Begin DOCUMENT

Unfortunately, the Court has been presented with no evidence which establishes the composition of GMAC's claim. Therefore, in order for the Court to finally dispose of this matter, counsel for GMAC is directed to provide the Court with evidence of the composition of GMAC's deficiency claim within fifteen days after the entry of this order.
ADMINISTRATIVE EXPENSE CLAIM
The issue presented here concerns whether GMAC's claim for an administrative expense should be disallowed as filed untimely.
As discussed above, the claim of $220,237.45 is comprised of per diem rents for the Woodmere trucks which accrued while Transports was in a Chapter 11 case. The case was converted to a Chapter 7 on April 14, 1983. On June 17, 1983, notice by publication of a December 29, 1983 deadline for filing proofs of claims in the Transports' Chapter 7 case was given. On March 22, 1984, the Honorable William B. Leffler, then presiding over this case, signed an order granting GMAC a general extension of time within which to file its proof of claim. GMAC filed its proof of claim in the Transports case on February 5, 1986, as amended on May 30, 1991, for $3,424,864.92 of which $1,728,749.83 arose from disposition of the Woodmere trucks. On April 25, 1991, GMAC filed an application for allowance of $220,237.45 of its claim as an administrative expense claim.
Administrative expense claims are described as the actual, necessary costs of preserving the bankruptcy estate. 11 U.S.C. § 503(b)(1). The Bankruptcy Code provides priority for administrative expense claims to "facilitate the rehabilitation of insolvent businesses by encouraging third parties to provide those businesses with necessary goods and services." In re Johnson, 901 F.2d 513, 517 (6th Cir. 1990) quoting In re United Trucking Service, Inc., 851 F.2d 159, 161 (6th Cir. 1988). According to GMAC, the use of the Woodmere trucks during Transports Chapter 11 case fostered Transports' rehabilitation efforts and aided in preservation of the estate, thus, its claim for the use of the trucks is entitled to administrative expense status.
The Trustee has raised no objection to the claim on the basis that it does not meet the statutory criteria for an administrative expense claim; rather, his objection is to the timeliness of the asserted administrative expense claim.
As stated by the Court in In re Transouth Truck Equipment, Inc., 87 B.R. 937, 938 (Bankr. E.D. Tenn. 1988),
[a]dministrative expense status is important because administrative expense claims are first priority unsecured claims; they are paid ahead of all other unsecured claims. 11 U.S.C. § 507(a)(1).

End DOCUMENT
Begin ROWS

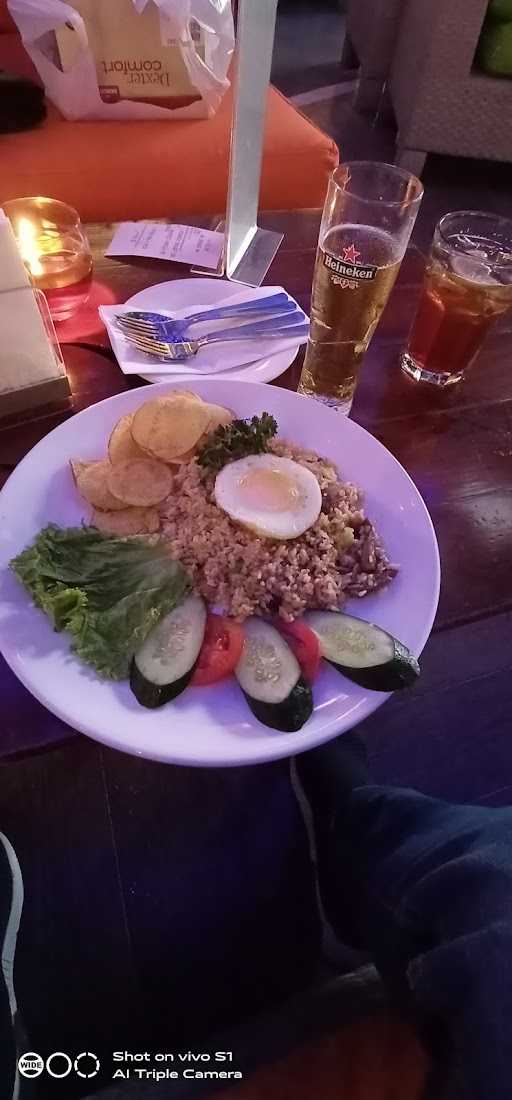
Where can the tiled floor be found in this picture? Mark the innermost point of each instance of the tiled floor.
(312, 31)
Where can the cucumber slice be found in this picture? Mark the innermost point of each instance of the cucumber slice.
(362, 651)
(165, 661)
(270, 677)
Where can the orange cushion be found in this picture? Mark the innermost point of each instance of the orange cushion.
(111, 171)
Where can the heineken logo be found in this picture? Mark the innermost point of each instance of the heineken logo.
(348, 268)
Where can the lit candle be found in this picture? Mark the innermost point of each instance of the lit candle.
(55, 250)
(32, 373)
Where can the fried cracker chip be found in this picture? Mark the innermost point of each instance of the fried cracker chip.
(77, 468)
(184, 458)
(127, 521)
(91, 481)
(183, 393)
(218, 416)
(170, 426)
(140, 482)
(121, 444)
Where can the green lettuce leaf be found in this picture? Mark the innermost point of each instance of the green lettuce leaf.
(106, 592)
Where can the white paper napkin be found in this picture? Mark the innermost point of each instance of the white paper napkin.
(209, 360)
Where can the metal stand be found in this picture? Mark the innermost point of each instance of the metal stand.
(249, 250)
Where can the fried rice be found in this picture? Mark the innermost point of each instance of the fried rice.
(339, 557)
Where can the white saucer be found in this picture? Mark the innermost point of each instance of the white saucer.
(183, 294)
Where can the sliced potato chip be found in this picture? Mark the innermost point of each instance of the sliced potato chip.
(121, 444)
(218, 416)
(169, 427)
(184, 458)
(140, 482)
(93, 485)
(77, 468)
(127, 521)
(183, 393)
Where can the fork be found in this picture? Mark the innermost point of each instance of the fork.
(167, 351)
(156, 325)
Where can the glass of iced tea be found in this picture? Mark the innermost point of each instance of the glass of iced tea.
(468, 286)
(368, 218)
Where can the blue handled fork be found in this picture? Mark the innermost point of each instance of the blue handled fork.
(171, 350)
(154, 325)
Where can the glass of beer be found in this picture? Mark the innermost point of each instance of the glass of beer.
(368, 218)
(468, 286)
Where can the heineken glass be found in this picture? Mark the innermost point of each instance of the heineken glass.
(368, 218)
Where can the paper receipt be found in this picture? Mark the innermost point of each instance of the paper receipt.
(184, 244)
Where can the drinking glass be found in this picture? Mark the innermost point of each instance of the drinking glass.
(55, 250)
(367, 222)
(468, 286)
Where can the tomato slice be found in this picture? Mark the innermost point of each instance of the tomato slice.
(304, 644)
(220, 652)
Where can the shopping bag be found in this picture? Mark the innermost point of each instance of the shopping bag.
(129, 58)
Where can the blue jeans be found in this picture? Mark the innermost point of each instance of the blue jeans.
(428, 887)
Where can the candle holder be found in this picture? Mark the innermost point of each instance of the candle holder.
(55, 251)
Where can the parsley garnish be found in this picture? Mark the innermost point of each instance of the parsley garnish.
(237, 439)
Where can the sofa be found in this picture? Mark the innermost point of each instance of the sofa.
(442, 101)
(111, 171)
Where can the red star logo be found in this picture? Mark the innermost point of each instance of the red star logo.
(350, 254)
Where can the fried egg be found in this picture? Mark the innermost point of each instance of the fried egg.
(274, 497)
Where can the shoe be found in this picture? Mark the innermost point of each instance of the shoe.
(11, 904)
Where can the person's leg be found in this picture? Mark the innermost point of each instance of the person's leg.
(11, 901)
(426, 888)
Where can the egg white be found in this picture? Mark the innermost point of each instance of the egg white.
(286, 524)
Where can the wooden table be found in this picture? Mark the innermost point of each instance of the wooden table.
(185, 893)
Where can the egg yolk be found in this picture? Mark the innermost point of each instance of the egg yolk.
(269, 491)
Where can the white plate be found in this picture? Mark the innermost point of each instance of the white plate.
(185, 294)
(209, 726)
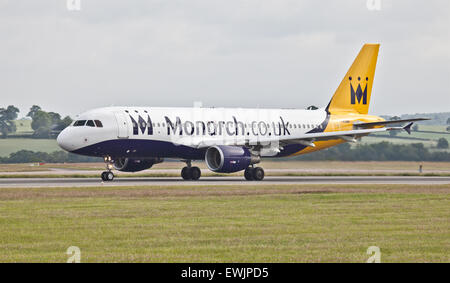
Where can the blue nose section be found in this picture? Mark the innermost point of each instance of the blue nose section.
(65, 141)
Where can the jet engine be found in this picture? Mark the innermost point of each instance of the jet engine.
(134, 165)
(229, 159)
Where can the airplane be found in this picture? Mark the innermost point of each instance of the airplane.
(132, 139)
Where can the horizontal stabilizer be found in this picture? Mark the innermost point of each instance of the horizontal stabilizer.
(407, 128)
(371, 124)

End ROWS

* **WHAT THIS TASK INVOLVES**
Continue the court opinion on GMAC's administrative expense claim, starting right after its last sentence.

* **FINAL RESULT**
Consequently, where a creditor seeks to file an administrative expense claim or amend a general unsecured claim to administrative expense status after the deadline for filing proofs of claims has expired in a given case, the claim or amendment is generally not allowed. In re Walls All, Inc., 127 B.R. 115, 118 (W.D. Pa. 1991); In re Transouth Truck Equipment, Inc., 87 B.R. 937 (Bankr. E.D. Tenn. 1988). However, the facts presented here are unique and warrant further consideration of applicable law before reaching a conclusion to allow or disallow this claim as an administrative expense.
The Court is presented with the assertion of an administrative expense claim which arose in the debtor's Chapter 11 case prior to its conversion to a Chapter 7. It is settled in this Circuit that, under these circumstances and the applicable statutes and rules, such a claim must be filed as a prepetition claim within the time specified by the Court for filing such. In re Johnson, 901 F.2d at 520. Thus, the issue becomes what time period was specified by the Court in this instance.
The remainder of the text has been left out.